***** Entries supplied *****

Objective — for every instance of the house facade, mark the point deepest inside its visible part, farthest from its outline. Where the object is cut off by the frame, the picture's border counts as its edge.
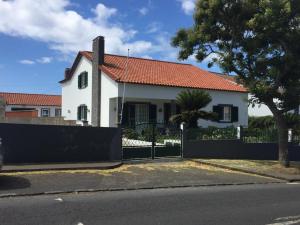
(106, 90)
(21, 105)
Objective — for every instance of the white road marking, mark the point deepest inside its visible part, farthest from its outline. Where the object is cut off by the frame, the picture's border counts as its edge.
(286, 222)
(59, 199)
(287, 218)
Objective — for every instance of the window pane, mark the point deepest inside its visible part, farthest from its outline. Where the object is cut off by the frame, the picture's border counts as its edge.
(227, 113)
(57, 112)
(45, 112)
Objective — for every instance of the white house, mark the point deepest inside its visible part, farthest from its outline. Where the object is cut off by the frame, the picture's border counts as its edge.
(31, 105)
(96, 86)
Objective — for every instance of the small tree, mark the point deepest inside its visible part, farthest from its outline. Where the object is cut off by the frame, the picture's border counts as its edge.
(190, 102)
(259, 41)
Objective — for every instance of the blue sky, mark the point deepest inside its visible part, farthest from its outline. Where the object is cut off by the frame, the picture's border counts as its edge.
(39, 38)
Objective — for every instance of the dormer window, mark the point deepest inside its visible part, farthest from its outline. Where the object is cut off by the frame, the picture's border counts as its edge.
(83, 80)
(82, 113)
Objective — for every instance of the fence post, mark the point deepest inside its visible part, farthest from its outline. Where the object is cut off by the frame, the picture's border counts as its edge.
(183, 136)
(239, 133)
(153, 141)
(290, 135)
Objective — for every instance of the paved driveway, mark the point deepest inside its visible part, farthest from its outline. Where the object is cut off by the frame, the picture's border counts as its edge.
(128, 176)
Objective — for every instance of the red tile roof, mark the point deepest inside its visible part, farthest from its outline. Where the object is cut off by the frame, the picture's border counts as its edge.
(155, 72)
(31, 99)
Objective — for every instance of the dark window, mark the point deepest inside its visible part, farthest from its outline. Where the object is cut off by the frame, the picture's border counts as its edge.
(22, 109)
(152, 113)
(57, 112)
(226, 113)
(83, 80)
(82, 113)
(45, 112)
(167, 112)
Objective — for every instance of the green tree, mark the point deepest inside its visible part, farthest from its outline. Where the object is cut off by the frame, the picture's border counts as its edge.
(259, 41)
(190, 102)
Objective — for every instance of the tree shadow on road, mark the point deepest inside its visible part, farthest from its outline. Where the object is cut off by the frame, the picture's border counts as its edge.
(13, 182)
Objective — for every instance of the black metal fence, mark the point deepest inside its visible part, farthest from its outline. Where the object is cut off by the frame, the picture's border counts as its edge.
(151, 140)
(235, 143)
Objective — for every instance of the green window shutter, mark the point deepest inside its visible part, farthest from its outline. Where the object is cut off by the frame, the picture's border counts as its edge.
(219, 111)
(125, 114)
(85, 112)
(152, 113)
(131, 112)
(234, 114)
(79, 113)
(86, 79)
(79, 81)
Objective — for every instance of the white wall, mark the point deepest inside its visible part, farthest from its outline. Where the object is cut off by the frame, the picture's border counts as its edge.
(258, 109)
(109, 89)
(72, 97)
(170, 93)
(39, 108)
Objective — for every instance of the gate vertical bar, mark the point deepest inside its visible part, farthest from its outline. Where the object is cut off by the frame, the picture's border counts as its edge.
(183, 137)
(153, 142)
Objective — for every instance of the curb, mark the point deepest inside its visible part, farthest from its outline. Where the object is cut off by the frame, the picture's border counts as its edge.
(64, 168)
(246, 171)
(82, 191)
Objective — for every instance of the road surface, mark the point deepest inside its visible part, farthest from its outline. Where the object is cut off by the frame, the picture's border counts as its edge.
(258, 204)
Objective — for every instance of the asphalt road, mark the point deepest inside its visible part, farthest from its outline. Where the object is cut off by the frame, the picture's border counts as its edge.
(272, 204)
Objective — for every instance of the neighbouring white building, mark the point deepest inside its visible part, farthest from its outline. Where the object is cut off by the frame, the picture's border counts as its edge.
(31, 105)
(93, 90)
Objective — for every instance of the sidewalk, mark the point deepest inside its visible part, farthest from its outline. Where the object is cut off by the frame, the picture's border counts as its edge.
(130, 176)
(59, 166)
(265, 168)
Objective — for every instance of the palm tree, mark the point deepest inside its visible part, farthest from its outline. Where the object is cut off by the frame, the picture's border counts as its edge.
(190, 102)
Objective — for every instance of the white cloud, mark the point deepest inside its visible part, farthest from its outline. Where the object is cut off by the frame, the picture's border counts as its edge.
(143, 11)
(154, 27)
(146, 57)
(26, 62)
(187, 6)
(45, 60)
(65, 30)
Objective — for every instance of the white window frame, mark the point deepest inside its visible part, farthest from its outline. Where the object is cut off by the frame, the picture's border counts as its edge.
(57, 110)
(45, 110)
(227, 114)
(141, 113)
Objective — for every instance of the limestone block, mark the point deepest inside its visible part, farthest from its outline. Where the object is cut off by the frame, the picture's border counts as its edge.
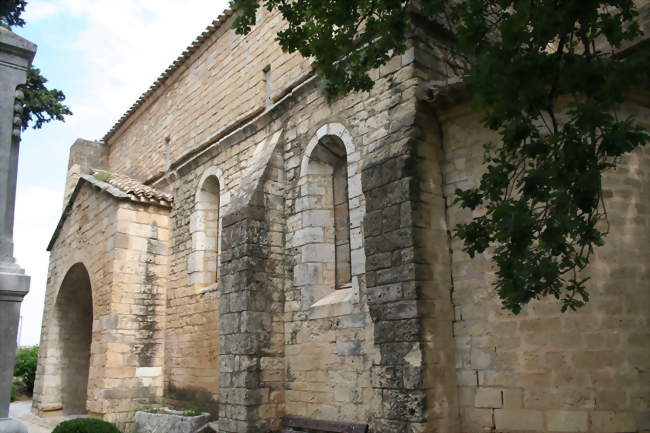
(488, 397)
(518, 419)
(610, 422)
(566, 421)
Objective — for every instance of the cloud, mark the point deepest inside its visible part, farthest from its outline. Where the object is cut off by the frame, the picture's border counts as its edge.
(112, 52)
(123, 49)
(39, 10)
(33, 228)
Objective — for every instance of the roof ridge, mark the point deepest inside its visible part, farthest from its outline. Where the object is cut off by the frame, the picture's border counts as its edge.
(130, 186)
(173, 67)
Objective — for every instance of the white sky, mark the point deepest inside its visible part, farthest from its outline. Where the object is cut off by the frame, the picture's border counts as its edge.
(103, 54)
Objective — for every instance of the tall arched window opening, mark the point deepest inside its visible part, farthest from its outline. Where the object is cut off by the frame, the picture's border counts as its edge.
(204, 267)
(329, 209)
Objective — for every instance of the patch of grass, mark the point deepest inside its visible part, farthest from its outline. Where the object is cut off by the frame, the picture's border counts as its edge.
(192, 412)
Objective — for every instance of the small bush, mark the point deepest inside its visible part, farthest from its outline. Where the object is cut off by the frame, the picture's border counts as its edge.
(86, 425)
(26, 361)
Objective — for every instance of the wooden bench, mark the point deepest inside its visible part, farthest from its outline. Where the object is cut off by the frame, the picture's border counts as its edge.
(295, 424)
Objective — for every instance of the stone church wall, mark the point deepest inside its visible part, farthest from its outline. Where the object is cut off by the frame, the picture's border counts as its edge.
(223, 82)
(544, 370)
(256, 304)
(122, 247)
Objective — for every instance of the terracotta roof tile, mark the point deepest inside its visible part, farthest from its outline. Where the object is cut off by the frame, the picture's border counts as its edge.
(133, 188)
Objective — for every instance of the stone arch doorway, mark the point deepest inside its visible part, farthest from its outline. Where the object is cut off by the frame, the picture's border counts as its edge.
(74, 315)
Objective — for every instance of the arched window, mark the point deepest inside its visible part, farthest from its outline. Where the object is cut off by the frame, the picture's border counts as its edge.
(205, 228)
(330, 209)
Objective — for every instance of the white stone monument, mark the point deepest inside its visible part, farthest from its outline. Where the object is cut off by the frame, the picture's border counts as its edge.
(16, 55)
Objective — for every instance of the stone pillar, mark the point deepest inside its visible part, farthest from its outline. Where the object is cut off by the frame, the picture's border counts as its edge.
(16, 55)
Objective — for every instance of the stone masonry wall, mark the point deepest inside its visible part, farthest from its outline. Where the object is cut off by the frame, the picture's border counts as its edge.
(543, 370)
(222, 82)
(124, 251)
(90, 244)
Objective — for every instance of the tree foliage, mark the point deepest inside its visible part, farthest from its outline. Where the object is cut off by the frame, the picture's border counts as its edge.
(547, 75)
(25, 368)
(40, 105)
(10, 11)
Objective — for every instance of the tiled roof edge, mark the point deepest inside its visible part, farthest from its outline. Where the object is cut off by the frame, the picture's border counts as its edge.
(104, 186)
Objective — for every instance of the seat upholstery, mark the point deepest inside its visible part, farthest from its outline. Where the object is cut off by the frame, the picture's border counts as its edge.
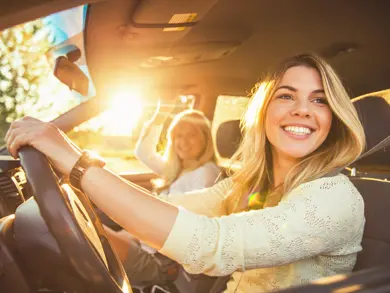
(376, 239)
(228, 138)
(374, 113)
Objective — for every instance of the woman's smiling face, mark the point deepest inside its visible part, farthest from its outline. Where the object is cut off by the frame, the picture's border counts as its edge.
(298, 118)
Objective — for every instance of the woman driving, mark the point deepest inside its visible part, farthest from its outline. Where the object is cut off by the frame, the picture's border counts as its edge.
(280, 220)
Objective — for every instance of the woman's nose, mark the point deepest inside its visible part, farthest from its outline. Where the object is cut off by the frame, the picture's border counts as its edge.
(301, 108)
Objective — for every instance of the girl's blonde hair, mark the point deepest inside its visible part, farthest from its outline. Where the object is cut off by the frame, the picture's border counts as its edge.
(202, 124)
(345, 141)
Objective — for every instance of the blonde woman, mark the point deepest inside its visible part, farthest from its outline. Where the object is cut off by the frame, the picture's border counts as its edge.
(188, 162)
(277, 222)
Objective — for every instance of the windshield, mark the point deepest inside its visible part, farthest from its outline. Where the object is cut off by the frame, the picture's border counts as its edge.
(30, 85)
(28, 51)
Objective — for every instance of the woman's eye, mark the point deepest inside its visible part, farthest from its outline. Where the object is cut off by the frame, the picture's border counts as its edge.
(285, 97)
(320, 101)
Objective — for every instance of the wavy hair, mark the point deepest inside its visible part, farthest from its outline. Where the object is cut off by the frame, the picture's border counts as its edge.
(344, 143)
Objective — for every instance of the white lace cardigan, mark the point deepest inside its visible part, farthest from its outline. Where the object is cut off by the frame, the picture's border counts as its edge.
(315, 231)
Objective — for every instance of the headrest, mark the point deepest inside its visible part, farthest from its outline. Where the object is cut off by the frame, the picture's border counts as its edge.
(374, 113)
(228, 138)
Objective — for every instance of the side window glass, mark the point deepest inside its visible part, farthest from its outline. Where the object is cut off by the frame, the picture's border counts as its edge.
(227, 108)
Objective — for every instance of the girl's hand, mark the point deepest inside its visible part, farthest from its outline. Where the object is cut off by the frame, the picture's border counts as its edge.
(46, 138)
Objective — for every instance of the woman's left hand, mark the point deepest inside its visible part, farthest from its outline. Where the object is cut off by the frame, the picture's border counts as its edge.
(46, 138)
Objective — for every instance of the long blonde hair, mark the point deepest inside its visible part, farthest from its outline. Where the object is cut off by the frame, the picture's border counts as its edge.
(173, 167)
(345, 141)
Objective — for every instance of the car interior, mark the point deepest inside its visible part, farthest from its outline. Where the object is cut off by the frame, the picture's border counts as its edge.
(51, 237)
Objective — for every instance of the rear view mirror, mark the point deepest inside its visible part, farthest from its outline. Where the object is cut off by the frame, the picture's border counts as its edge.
(71, 75)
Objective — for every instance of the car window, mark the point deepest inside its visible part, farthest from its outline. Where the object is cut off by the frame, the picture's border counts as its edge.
(228, 108)
(27, 57)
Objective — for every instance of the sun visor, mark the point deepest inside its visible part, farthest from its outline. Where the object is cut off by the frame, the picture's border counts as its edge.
(189, 54)
(153, 21)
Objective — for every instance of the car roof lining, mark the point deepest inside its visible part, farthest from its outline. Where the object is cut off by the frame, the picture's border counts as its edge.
(352, 34)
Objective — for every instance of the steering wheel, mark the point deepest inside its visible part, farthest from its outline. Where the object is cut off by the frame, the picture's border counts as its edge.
(75, 226)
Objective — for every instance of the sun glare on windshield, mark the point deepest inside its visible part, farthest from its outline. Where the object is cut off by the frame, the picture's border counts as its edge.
(124, 112)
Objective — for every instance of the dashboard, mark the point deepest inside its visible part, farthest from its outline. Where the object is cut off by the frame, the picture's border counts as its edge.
(13, 185)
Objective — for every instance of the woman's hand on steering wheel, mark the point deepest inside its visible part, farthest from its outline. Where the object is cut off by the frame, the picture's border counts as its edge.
(46, 138)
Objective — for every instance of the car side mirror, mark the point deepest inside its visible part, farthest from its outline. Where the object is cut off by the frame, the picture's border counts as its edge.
(71, 75)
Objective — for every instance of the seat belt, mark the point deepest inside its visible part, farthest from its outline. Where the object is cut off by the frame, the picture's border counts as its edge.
(382, 144)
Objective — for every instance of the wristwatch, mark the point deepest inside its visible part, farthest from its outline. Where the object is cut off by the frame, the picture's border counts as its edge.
(87, 159)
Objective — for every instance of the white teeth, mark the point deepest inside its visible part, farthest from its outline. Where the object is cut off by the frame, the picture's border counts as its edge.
(297, 130)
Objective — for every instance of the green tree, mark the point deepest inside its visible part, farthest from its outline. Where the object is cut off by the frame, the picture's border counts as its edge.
(23, 67)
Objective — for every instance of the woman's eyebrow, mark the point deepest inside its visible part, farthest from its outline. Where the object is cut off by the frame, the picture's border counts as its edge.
(293, 89)
(288, 87)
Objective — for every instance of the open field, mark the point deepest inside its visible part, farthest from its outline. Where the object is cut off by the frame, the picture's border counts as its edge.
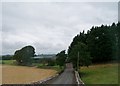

*****

• **What needs to be done**
Pull out every line in the entries above that contains the word "blonde", and copy each one in full.

• **Task response**
Objective — for every instance of the girl's blonde hair, mark the point deepest inside its visible part, farthest from its outline. Where the object is cut off by the frame, the picture's border counts as its edge.
Objective — for every instance of the blonde woman, mark the point deepest inside its visible part, farthest from its outline. Where the object is cut off by the frame, the picture's border counts as its edge.
Objective — for every instance of the long blonde hair, mark the point deepest inside its visible part, farthest from its outline. Where the object is cut off by the frame, the picture's border counts as its edge.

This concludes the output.